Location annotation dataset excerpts
══════════════════════════════

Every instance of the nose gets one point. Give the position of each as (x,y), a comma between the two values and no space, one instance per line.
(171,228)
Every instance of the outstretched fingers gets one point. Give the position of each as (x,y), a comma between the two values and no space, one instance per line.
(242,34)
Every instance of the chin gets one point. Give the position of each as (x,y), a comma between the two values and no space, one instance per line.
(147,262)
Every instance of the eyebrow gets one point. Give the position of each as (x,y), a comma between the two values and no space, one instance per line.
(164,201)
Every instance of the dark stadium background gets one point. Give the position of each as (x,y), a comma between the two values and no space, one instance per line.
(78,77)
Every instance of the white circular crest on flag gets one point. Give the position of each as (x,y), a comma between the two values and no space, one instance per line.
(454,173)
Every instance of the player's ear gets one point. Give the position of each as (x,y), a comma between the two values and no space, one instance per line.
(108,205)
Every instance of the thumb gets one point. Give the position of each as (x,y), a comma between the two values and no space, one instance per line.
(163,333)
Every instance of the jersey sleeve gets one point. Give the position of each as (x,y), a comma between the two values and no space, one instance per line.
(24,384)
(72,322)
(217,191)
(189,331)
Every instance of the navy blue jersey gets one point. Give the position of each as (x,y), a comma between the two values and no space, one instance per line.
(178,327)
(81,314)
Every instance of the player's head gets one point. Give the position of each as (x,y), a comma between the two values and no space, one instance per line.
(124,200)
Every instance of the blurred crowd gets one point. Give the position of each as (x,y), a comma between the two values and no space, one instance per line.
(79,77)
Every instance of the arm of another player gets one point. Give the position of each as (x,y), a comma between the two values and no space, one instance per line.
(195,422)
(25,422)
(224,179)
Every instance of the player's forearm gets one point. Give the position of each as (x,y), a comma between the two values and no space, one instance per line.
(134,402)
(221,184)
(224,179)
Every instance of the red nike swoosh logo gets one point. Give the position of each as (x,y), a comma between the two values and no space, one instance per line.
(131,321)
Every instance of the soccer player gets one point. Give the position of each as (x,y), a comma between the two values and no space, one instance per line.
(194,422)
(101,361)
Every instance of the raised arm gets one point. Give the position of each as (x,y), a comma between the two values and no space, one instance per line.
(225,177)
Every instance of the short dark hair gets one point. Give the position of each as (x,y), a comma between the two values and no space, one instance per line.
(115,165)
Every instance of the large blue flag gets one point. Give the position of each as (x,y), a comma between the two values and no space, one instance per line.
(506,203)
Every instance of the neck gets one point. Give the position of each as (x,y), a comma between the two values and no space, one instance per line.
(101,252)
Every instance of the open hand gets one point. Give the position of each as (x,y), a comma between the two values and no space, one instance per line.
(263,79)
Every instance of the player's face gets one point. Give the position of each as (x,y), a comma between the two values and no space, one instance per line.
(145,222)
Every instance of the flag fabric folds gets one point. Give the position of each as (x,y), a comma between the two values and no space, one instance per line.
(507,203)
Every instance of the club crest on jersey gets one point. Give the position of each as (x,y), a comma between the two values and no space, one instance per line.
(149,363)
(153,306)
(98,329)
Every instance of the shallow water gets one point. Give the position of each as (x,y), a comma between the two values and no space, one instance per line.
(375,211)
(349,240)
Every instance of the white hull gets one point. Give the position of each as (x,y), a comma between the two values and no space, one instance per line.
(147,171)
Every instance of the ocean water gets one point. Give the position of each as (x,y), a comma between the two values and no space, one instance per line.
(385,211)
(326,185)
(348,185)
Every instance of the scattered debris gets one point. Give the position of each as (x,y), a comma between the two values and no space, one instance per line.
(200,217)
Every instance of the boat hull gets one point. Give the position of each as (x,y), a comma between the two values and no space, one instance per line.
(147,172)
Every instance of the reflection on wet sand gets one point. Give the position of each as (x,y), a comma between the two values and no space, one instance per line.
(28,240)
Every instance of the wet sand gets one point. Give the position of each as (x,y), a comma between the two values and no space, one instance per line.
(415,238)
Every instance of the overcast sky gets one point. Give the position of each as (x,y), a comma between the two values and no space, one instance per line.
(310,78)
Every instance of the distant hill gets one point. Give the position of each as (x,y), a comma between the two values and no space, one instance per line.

══════════════════════════════

## STATED PROBLEM
Reproduce the listing above with every occurrence of "one instance per line" changed to "one instance on each line". Leave all other text untouched.

## SOLUTION TO THE PROBLEM
Every instance of the nose gets one point. Give the position of each as (x,y), a comma between the two values and no space, one instance on each line.
(171,228)
Every instance of the outstretched fingers gets one point. Give the position of each as (x,y), a comma between the two values and no space, one instance on each line.
(242,34)
Every instance of the chin gets one point. Give the position of each as (x,y), a comma between the two values and no space, one instance on each line.
(147,262)
Every instance of the eyebrow gets one point. Give the position of each as (x,y), a comma between the two values and no space, one instance on each line.
(164,201)
Every instance of the dark stadium background gets one point. Give the position of each as (x,y), a comma between the two values and no space, one instance on each line.
(78,77)
Every instance of the white circular crest on flag gets one point. Give the position of each as (x,y), a comma between the two values and no space, one instance on each line.
(454,173)
Every instance of the player's ear gets one point. Give the position of each as (x,y), a comma between the two values and no space, one instance on each line.
(108,205)
Every instance of the thumb gets one point. Give the position of each as (x,y), a comma between the two values and no space, one instance on each line.
(163,333)
Every instance of the jersey sleeve gets one point. Give the position of each as (x,y), a comma between the two values and no space, one instance on each line.
(24,384)
(72,322)
(217,191)
(189,331)
Every instance of the navy blue jersey gets one point. Give the position of each as (x,y), a comma between the two values and no space, one instance on each line.
(178,327)
(81,314)
Every instance of the player's head gets one point. Give the position of each as (x,y), a comma between the two values and no space, one instance on each line.
(124,200)
Every instance of the blurred crowd gets one point. Give the position of each as (x,y), a comma between the two values and no space, one instance on each line.
(79,77)
Every instance of the arm of another player gets one point. Give the position of each as (x,y), a comma between the two values and no space, one instance on each line.
(195,422)
(25,422)
(224,179)
Every instance of the player's forearm gets one point. Give the position of each as (x,y), a comma between the two values and no space, one instance on each line.
(134,402)
(221,184)
(224,179)
Every instance of the red nike swoosh logo gets one point. Give the position of each as (x,y), a comma between the two values and no space, one instance on each line.
(131,321)
Every instance of the soccer player gets one point. Give the position of each as (x,y), a comma between the two values and no space, one instance on each line.
(194,422)
(101,361)
Every instance of the raised arm gets one point. Give the position of each as (x,y), a comma between the two values and no space, one instance on each line.
(225,177)
Every instance of the short dark hair gets one point. Give the position of each as (x,y), a comma between the two values and no space, one instance on each line.
(115,165)
Every instance of the large blue flag gets one point. Give the position of each as (x,y), a comma between the two values and no space, one instance on each line.
(506,203)
Every instance of the neck gets one point. Give the position of each as (x,y), a comma between the two values and no space, one instance on each line.
(101,252)
Every instance of the open hand gets one point. Give the position of each as (x,y), a comma between the two values and no space, one instance on each line.
(263,79)
Every instance of the player's face gets one point. Give the position of each as (x,y), a comma between the two values and no space, one instance on each line.
(145,222)
Every instance of the flag fabric folds gets one point. Give the position of each as (x,y), a comma between the two values and no space, one instance on each line.
(507,203)
Every instance of the club crest on jersey gets one point. Give the position of each as (x,y), a comma between the two values and no space, one instance on each line.
(149,363)
(153,306)
(98,329)
Every instance of the shallow water gets one point. Give the position of each as (x,y), a comma between the two values and no space, one instance on each line.
(375,211)
(349,240)
Every instance of the white hull gets one point. Give the position of each as (x,y), a comma between the two values and no space, one instance on each line.
(147,171)
Every instance of the ocean water gets one point. Give the position of each as (x,y), a comma between the two values and no space, one instance on each line.
(385,211)
(326,185)
(348,185)
Every instance of the scattered debris gets one point. Give the position of each as (x,y), a comma between the two values and no space, one instance on each line.
(200,217)
Every instance of the boat hull gets one point. Give the position of each as (x,y), a comma between the two values and no space, one instance on each line.
(147,172)
Every instance of the reflection on wet sand gets one point. Give the position of each as (x,y), a comma between the two values and no space, one instance on each line.
(28,240)
Every instance of the wet sand gets one point. Give the position of each as (x,y), a comma between the two values and no space, one instance on each line.
(415,238)
Every instance of the overcast sky gets one point. Give the position of each as (x,y), a comma between the two values and no space, one instance on each line.
(310,78)
Every instance of the distant hill gets one point. Give the position of each as (x,y), a comma between the two values and no space, one instance on each line.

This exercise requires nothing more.